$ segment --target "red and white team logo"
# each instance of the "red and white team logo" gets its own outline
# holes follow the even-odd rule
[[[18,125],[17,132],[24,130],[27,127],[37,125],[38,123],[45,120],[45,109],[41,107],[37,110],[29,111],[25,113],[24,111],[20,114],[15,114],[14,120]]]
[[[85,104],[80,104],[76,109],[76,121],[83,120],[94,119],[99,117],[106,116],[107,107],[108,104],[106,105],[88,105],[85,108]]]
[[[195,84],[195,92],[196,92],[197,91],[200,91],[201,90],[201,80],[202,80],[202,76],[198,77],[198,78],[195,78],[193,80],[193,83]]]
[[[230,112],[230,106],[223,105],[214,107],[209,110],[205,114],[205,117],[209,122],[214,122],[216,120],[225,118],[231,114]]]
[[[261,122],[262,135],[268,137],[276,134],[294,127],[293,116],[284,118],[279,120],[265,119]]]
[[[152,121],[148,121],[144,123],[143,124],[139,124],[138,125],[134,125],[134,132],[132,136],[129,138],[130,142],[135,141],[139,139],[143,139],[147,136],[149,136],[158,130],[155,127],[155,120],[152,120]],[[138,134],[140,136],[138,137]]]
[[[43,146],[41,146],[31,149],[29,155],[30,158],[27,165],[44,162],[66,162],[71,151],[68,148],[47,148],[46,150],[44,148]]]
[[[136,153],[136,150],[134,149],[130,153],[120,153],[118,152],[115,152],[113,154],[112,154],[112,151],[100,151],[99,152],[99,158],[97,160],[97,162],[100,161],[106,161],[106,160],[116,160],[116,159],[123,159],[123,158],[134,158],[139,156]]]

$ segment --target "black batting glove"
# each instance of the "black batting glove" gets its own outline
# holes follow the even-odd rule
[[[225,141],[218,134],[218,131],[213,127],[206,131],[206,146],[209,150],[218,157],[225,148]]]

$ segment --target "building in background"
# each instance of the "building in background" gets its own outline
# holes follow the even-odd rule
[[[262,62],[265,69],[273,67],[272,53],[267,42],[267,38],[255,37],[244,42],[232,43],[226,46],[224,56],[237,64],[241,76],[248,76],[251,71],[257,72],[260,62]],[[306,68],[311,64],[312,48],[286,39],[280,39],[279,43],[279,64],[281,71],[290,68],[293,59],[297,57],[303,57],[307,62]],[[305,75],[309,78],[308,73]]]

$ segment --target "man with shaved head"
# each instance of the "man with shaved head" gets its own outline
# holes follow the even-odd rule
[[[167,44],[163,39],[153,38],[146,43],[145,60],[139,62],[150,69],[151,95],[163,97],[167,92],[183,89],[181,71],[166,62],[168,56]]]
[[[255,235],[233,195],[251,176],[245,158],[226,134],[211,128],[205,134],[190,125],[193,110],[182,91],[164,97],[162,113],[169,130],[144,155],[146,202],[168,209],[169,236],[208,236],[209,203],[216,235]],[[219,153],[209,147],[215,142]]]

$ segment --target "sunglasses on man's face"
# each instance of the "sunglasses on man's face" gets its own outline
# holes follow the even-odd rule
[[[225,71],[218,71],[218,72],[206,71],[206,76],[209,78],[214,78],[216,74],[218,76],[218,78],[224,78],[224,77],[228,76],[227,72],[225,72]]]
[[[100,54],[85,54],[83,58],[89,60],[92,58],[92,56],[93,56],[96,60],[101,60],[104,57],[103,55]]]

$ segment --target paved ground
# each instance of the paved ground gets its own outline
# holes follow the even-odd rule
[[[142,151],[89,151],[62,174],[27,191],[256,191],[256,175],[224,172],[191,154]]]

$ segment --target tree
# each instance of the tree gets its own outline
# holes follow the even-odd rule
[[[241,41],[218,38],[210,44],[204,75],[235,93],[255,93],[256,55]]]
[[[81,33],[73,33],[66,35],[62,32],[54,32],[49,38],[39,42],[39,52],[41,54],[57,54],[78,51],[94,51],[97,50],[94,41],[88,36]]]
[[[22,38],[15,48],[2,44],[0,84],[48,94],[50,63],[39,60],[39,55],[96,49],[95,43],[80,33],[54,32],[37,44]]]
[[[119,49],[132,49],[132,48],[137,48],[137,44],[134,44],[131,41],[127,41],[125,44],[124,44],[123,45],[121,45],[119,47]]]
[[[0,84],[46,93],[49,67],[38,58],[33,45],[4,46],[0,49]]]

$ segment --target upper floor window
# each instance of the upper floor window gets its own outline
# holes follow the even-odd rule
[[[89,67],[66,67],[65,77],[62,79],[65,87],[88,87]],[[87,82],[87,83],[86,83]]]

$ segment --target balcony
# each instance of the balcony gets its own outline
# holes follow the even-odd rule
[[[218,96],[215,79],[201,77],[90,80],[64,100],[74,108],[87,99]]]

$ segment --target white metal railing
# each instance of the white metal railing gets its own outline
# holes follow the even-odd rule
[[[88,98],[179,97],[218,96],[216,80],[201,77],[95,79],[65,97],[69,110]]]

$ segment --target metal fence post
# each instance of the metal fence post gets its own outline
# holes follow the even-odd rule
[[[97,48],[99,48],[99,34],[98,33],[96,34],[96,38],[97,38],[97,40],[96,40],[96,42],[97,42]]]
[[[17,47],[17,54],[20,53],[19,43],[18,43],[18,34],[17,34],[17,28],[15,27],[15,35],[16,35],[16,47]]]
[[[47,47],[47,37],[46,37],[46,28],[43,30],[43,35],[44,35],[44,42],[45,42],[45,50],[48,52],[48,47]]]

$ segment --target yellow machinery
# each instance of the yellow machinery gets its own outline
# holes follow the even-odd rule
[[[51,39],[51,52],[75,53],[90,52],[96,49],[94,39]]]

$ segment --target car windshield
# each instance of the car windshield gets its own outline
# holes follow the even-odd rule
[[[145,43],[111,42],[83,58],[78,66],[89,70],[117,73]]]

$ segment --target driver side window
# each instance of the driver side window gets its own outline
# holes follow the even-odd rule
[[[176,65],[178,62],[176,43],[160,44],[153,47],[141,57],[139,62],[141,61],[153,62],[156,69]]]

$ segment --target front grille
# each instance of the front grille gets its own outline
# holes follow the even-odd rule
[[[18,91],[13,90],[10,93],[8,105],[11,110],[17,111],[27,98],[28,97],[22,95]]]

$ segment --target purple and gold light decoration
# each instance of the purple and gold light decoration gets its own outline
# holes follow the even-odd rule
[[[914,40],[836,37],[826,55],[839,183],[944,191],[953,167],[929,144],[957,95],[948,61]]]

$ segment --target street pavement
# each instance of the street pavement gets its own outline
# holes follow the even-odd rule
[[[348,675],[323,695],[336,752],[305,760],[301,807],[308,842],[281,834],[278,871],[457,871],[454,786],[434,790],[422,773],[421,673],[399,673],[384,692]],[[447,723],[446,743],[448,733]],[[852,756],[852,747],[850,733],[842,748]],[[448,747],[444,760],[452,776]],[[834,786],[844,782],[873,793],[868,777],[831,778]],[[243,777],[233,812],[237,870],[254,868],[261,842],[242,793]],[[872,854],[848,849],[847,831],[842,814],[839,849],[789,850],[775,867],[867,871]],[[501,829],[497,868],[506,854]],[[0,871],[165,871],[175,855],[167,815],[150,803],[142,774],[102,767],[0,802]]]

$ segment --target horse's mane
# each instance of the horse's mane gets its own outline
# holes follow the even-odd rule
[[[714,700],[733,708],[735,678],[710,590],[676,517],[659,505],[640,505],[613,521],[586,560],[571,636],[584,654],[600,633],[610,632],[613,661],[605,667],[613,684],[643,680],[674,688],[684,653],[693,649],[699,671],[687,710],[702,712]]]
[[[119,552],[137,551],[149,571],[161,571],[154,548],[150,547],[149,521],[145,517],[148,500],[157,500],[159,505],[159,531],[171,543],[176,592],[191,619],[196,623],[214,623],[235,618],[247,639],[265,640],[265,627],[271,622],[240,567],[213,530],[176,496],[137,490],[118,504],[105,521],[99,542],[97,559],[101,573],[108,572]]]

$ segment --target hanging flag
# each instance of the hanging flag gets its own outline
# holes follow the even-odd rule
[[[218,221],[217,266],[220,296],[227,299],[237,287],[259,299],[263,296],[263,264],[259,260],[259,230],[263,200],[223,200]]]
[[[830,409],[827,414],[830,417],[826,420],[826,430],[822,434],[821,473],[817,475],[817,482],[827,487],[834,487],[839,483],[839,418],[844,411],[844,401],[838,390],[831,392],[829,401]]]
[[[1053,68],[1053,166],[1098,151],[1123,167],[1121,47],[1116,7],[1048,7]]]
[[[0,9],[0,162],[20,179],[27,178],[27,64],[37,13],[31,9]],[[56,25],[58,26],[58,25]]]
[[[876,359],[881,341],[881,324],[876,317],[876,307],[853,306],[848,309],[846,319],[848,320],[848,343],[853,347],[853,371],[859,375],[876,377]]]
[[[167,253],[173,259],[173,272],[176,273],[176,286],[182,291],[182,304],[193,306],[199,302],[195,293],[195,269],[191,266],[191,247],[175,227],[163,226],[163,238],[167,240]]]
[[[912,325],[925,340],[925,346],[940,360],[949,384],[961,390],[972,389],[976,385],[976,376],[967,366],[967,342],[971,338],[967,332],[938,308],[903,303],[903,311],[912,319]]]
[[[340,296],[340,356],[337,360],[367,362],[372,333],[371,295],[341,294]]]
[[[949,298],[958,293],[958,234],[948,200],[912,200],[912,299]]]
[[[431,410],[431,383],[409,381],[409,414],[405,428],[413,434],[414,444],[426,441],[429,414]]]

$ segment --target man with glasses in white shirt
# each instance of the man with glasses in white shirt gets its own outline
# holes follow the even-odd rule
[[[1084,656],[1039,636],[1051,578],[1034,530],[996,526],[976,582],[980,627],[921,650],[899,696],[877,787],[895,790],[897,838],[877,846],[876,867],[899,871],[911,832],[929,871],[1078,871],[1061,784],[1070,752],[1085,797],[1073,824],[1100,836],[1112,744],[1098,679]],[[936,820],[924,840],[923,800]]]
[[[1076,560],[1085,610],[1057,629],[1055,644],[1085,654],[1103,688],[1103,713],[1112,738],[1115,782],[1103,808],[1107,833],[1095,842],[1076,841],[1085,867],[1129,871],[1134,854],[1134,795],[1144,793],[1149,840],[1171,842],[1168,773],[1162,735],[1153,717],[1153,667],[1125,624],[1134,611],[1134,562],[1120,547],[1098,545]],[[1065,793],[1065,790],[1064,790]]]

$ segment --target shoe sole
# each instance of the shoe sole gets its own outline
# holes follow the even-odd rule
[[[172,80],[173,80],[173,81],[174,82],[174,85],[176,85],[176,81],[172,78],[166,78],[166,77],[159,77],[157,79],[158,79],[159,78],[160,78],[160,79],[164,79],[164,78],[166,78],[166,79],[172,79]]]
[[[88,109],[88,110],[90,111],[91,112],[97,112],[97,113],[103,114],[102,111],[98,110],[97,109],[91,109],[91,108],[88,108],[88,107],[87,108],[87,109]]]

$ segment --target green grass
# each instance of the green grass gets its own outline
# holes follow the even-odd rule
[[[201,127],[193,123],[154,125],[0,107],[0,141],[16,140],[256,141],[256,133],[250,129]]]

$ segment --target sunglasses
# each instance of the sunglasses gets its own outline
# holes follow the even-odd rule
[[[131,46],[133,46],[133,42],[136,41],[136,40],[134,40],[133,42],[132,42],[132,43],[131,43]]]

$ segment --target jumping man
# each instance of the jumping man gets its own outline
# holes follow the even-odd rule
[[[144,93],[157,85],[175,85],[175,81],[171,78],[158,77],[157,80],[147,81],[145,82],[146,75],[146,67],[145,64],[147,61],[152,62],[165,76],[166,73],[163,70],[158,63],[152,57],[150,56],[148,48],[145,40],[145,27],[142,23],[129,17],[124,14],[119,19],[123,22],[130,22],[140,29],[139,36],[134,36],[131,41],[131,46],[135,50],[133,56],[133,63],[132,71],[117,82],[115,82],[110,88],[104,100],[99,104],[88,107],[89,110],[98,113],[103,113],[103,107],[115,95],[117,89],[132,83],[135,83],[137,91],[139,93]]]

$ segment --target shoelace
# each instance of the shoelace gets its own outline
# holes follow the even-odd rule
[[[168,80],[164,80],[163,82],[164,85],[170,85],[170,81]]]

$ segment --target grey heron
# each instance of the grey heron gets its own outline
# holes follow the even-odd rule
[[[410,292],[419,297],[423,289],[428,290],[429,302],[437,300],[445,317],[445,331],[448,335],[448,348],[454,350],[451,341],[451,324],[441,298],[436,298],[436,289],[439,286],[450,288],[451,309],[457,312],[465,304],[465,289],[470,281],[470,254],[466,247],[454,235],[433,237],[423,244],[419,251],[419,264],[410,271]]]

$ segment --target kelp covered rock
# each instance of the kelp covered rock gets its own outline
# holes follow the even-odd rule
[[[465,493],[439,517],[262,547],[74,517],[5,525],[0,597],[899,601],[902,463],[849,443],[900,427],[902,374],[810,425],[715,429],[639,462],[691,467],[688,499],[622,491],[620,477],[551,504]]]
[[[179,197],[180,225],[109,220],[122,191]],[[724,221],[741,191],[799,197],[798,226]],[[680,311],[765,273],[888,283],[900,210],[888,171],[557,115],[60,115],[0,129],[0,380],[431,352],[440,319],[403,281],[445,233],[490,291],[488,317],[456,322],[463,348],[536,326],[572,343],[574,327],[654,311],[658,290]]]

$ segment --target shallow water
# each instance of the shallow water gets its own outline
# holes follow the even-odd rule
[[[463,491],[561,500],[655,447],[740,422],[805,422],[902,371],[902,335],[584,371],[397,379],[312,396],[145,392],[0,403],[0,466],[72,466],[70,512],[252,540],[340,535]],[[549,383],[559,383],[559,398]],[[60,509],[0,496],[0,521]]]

DIRECTIONS:
Starting at the line that contains "--target shallow water" and ending at the last line of the records, copy the lines again with "tide pool" substituted for "shallow water", leaving everything else unchanged.

RESULT FOR THIS TASK:
$ segment --target tide pool
# each instance of the tide pool gets its own outline
# holes follow the even-odd rule
[[[463,491],[561,500],[655,447],[740,422],[805,422],[902,371],[902,335],[584,371],[397,379],[312,396],[145,392],[0,403],[0,466],[72,466],[70,512],[252,540],[340,535]],[[549,383],[559,383],[559,398]],[[60,509],[0,496],[0,521]]]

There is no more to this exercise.